**DATA TO PROCESS:**
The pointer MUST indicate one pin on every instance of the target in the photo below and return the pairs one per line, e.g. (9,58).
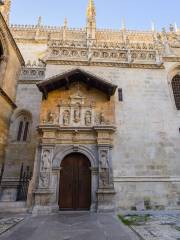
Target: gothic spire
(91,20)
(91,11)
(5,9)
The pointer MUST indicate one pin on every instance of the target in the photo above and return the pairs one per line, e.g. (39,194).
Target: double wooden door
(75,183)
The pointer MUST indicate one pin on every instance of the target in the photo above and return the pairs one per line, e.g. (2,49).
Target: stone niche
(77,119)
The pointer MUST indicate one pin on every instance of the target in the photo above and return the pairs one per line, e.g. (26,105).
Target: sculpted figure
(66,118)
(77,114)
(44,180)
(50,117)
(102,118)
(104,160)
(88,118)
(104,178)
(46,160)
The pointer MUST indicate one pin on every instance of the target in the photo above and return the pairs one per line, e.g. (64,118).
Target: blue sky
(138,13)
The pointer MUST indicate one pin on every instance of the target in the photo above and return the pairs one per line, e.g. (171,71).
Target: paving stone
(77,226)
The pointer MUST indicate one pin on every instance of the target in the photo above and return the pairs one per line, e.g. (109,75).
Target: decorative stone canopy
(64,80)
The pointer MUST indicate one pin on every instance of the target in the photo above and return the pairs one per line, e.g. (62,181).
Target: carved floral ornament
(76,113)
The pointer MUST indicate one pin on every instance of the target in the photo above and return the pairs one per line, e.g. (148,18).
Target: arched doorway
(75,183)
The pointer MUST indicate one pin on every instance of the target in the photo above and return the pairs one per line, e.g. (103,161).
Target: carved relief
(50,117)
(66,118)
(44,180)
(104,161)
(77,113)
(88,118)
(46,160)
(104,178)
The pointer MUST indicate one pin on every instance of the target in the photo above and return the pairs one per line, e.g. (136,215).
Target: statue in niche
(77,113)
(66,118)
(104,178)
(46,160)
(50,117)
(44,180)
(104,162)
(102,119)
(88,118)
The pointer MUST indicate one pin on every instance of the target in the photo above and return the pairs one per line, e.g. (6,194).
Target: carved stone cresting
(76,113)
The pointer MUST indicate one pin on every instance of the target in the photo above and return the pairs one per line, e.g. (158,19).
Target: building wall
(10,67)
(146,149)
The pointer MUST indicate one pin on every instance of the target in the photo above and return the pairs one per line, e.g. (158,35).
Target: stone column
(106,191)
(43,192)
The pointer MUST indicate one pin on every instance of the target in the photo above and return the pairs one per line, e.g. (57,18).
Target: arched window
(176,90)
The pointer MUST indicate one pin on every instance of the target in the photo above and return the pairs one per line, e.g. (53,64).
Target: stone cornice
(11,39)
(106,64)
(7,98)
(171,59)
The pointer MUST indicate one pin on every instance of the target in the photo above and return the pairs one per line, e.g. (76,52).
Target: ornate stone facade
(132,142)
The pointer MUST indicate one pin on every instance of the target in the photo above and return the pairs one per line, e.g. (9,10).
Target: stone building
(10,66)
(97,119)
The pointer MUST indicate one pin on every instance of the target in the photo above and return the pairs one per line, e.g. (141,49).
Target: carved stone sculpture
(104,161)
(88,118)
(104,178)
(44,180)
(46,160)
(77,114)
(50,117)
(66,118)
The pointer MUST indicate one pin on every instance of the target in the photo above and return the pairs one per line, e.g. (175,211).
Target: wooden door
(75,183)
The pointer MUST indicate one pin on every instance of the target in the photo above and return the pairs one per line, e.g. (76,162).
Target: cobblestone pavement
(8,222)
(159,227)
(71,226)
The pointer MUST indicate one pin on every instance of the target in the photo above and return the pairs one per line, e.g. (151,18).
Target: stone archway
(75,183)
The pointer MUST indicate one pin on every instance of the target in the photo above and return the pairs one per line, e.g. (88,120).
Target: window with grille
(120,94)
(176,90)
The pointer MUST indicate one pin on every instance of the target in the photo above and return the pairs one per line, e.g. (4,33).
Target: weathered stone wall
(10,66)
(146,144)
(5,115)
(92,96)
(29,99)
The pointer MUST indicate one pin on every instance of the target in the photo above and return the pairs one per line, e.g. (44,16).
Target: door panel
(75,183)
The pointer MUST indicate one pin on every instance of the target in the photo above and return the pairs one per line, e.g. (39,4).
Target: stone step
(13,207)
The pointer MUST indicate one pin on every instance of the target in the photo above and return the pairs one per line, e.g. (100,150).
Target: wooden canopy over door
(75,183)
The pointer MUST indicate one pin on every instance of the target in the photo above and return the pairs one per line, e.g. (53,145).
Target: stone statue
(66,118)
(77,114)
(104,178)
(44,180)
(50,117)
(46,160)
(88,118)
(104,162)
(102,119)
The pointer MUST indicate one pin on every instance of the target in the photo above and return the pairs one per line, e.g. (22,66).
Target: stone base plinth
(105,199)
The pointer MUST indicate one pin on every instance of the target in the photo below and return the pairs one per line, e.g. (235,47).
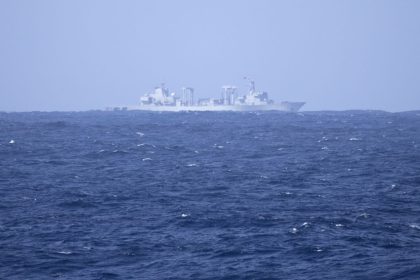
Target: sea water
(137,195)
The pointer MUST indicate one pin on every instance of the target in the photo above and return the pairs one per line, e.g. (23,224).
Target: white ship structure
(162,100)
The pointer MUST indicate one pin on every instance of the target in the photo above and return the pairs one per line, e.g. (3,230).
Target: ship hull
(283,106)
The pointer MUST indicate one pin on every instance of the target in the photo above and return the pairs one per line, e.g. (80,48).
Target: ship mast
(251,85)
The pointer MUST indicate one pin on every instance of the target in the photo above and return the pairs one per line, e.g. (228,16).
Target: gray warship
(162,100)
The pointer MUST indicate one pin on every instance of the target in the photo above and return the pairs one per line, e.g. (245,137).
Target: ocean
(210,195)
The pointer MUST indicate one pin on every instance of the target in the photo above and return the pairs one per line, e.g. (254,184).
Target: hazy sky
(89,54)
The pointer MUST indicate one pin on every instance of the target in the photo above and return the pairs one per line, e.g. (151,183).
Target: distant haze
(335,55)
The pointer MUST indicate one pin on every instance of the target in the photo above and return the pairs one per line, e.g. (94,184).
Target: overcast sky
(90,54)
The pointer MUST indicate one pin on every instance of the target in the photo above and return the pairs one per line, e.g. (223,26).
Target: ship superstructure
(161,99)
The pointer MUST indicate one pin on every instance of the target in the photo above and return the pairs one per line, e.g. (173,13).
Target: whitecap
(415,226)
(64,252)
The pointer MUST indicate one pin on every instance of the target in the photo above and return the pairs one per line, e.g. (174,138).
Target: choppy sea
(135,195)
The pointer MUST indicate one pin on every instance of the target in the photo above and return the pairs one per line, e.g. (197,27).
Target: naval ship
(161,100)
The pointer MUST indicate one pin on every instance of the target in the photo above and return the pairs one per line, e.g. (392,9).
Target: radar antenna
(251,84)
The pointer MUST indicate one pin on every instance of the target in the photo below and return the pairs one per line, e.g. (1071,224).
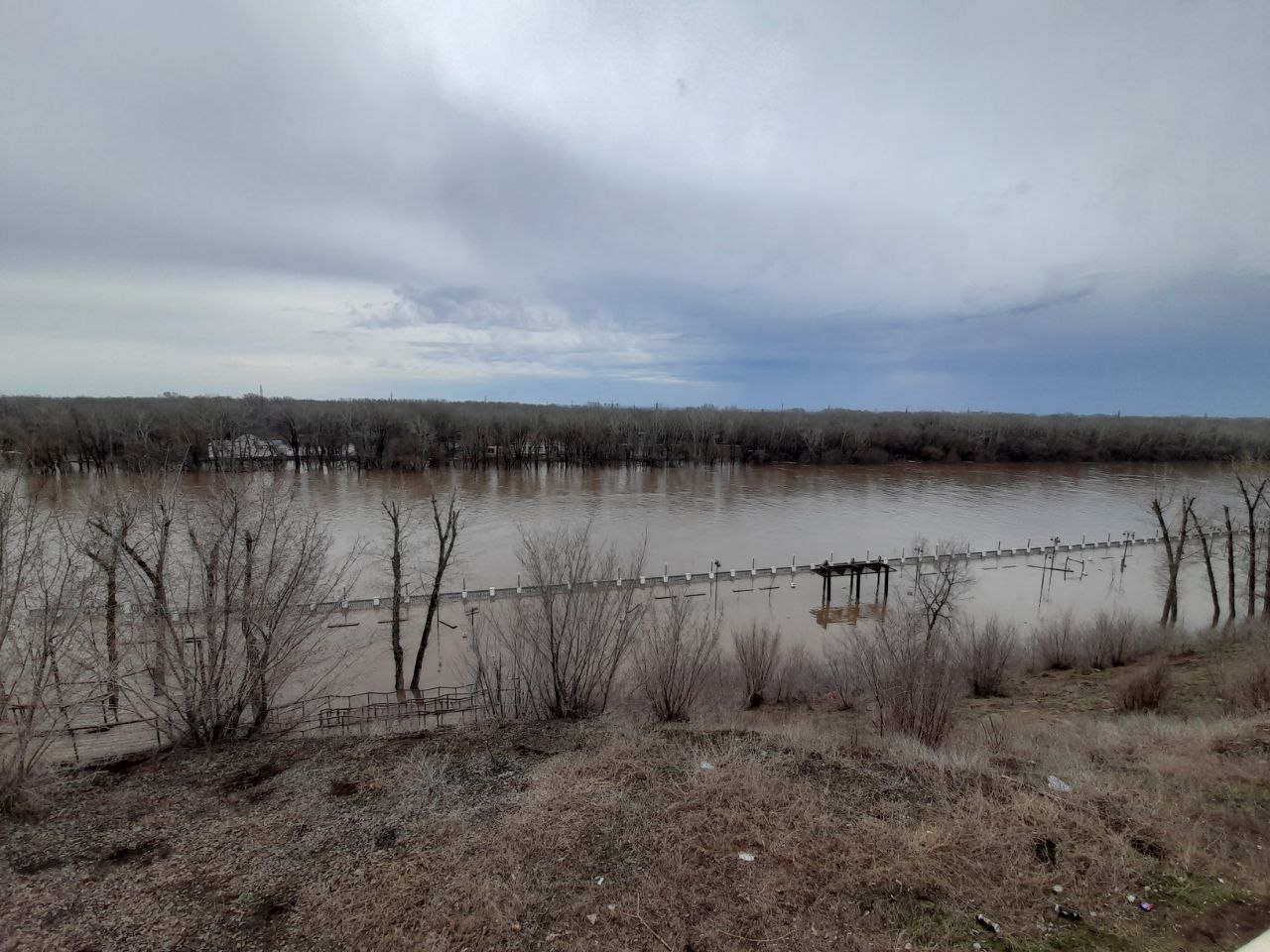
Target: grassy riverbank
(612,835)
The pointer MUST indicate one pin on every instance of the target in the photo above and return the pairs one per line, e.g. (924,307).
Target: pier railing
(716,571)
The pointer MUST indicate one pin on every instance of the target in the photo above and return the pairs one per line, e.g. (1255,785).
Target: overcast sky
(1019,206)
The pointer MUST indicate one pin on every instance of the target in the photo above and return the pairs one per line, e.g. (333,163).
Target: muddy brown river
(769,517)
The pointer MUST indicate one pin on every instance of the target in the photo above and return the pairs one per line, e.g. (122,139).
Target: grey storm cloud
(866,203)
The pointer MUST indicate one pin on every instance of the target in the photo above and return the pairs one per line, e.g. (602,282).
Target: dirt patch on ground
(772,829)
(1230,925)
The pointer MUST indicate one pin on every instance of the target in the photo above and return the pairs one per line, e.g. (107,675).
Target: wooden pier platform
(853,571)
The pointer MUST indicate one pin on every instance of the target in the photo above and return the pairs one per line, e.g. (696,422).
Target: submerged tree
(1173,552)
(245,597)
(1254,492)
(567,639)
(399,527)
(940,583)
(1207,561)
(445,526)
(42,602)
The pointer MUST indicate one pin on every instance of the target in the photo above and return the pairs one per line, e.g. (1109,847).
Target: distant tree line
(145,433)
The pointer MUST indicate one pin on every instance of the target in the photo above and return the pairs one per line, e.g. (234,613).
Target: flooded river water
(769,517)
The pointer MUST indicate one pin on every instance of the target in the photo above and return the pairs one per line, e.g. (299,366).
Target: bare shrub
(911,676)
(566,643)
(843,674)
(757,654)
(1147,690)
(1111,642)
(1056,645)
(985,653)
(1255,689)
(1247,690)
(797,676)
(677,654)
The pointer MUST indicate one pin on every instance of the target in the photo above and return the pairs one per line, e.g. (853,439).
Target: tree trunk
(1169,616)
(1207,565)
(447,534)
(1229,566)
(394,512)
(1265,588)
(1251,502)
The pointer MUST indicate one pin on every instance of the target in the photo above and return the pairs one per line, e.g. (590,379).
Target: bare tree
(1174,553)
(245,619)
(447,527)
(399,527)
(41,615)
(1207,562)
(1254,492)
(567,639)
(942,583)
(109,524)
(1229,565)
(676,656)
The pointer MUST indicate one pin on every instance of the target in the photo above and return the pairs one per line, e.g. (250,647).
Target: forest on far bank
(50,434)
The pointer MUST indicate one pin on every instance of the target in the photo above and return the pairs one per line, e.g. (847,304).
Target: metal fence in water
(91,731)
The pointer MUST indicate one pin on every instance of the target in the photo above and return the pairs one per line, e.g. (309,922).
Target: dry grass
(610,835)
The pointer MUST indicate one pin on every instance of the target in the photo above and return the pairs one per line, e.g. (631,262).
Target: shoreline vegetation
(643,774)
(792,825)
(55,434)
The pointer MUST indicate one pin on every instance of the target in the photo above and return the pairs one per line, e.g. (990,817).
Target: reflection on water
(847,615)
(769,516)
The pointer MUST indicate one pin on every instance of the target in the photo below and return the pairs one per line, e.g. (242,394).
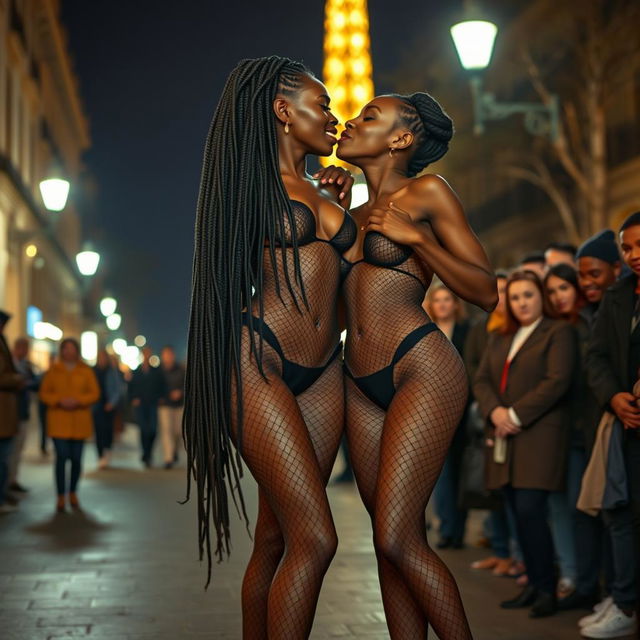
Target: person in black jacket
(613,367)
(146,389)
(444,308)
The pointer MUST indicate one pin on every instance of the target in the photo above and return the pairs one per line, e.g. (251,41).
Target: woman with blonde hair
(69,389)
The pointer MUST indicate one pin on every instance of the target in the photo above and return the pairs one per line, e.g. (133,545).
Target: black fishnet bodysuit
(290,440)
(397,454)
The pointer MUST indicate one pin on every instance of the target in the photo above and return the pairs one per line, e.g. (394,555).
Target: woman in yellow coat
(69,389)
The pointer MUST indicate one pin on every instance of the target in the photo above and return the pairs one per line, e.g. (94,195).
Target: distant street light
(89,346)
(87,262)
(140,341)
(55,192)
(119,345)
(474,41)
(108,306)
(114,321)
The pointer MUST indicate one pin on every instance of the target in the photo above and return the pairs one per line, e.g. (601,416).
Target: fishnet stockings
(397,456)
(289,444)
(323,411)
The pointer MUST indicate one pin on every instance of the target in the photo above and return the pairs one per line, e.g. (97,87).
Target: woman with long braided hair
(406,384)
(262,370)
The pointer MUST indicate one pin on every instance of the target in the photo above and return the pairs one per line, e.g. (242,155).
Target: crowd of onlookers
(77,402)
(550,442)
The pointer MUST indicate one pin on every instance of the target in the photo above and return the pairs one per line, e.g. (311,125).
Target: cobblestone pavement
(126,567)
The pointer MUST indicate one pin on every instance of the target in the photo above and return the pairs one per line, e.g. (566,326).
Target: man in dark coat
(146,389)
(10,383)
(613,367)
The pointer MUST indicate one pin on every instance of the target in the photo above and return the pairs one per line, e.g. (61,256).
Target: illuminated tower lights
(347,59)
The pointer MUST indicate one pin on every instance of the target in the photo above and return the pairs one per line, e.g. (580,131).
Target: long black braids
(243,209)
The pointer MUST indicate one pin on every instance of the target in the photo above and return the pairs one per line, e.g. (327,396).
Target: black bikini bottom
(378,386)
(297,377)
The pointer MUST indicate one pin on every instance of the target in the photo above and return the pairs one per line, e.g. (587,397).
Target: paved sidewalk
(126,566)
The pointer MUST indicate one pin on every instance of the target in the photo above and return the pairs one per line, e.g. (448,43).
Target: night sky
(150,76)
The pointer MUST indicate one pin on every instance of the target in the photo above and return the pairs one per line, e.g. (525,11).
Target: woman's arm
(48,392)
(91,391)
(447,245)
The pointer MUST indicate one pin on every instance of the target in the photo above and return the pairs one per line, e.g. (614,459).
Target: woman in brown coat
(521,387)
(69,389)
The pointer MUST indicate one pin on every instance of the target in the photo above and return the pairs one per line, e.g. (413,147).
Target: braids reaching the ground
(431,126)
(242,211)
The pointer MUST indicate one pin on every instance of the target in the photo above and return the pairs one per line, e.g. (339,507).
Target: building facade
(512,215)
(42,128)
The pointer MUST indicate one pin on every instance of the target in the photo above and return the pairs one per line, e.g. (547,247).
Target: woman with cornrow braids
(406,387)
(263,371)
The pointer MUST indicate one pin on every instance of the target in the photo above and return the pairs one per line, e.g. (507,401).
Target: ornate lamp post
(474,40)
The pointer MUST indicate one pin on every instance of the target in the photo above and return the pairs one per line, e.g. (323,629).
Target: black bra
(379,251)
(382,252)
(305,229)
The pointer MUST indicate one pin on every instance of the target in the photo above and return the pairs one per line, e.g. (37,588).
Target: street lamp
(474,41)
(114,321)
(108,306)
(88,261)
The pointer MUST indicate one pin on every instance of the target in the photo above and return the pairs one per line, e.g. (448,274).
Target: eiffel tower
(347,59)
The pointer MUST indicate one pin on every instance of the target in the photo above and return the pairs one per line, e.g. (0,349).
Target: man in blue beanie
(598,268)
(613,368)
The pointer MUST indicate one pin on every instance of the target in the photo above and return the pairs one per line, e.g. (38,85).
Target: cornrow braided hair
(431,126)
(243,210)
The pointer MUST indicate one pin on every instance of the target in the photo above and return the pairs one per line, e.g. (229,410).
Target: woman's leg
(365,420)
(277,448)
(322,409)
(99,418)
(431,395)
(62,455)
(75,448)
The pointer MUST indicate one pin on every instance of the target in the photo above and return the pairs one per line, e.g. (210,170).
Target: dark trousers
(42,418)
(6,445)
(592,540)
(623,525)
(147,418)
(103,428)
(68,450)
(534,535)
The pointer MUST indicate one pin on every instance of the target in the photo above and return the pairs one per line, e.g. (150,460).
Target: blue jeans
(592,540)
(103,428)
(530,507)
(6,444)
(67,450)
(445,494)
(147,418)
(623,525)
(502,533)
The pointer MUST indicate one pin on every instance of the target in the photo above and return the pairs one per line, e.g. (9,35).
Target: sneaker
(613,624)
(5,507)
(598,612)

**AIM OF THE EXERCISE:**
Rescale the entries between the line containing "line, e.g. (37,588)." and the end of the entries, inclusive, by reproducing every line, requests included, with each coordinate in the answer points multiplied by 1.3 and rounded to a whole number, halves rounded up. Leave the numbers in the requests and their sample pairs unchanged.

**RESPONSE BELOW:**
The pointer MUST indicate one pin on every instance of the target in the photo above and return the pairs one per line, e.g. (37,588).
Target: street lamp
(616,53)
(148,417)
(140,398)
(114,339)
The pointer MUST indicate one pin on every instance of the target in the photo above and return the pairs one per line, e.g. (448,274).
Target: eiffel tower
(451,77)
The pointer MUST indicate one pin on every instance of the target in the photo above and return the pairs one per line, e.g. (0,349).
Target: man in blue beanie
(777,348)
(797,478)
The pointer MUST indicate one pin on every instance of the target in the photo above and return the pairs one per line, e.g. (38,85).
Target: cornrow braided hair
(560,164)
(316,273)
The pointer MUST indicate one pin on every instance of the target in the photo above and return the pairs one per line, e.g. (229,410).
Target: woman's leg
(475,546)
(360,582)
(419,532)
(129,543)
(560,514)
(81,592)
(98,582)
The pointer MUST indicate one pin on every instance of the target in the photo above and return the pairs one per line, e.g. (210,170).
Target: dark trousers
(55,543)
(8,579)
(770,702)
(810,683)
(191,543)
(134,556)
(88,585)
(694,696)
The pointer MUST indicate one pin on every instance of the target in the photo above and return the pairs one per line, e.g. (150,460).
Target: blue jeans
(770,702)
(134,556)
(689,659)
(8,577)
(87,585)
(579,642)
(191,543)
(810,683)
(653,693)
The pointer MUST indicate one pin on every instance of the target in the photo above and return the pairs one per line, e.g. (9,35).
Target: sneaker
(797,811)
(7,659)
(777,796)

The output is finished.